WHAT TO PRODUCE —
Write out the records beneath this line exactly as they appear, minus any images.

....................

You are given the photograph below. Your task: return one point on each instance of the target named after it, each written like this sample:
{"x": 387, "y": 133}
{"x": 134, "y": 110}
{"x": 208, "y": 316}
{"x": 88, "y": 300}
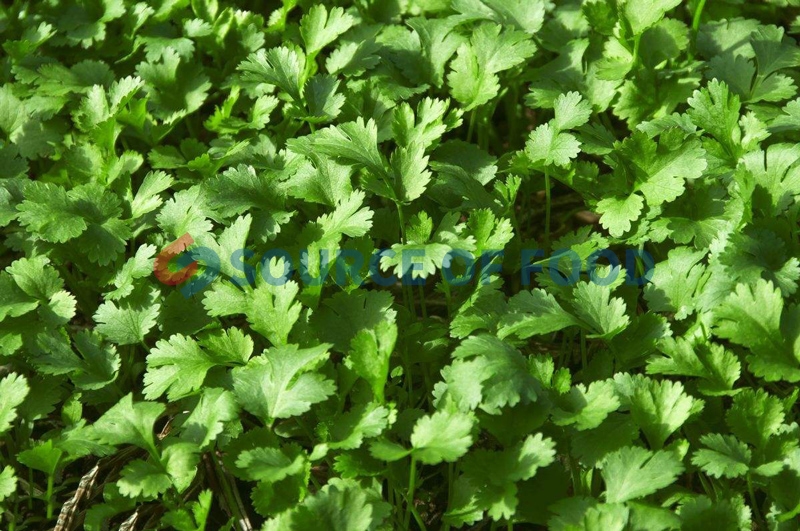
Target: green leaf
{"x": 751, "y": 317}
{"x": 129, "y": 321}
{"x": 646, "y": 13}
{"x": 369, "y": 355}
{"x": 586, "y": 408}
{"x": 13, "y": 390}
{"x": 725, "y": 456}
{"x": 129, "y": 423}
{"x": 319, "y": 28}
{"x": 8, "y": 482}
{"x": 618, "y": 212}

....................

SOLUTION TO THE PROBLEM —
You are given the photograph below. Your task: return one point on each instance of the target named after it, each written like this sample:
{"x": 387, "y": 133}
{"x": 134, "y": 110}
{"x": 208, "y": 316}
{"x": 88, "y": 300}
Target: green leaf
{"x": 751, "y": 317}
{"x": 129, "y": 321}
{"x": 646, "y": 13}
{"x": 369, "y": 355}
{"x": 586, "y": 408}
{"x": 13, "y": 390}
{"x": 725, "y": 456}
{"x": 129, "y": 423}
{"x": 319, "y": 28}
{"x": 8, "y": 482}
{"x": 618, "y": 212}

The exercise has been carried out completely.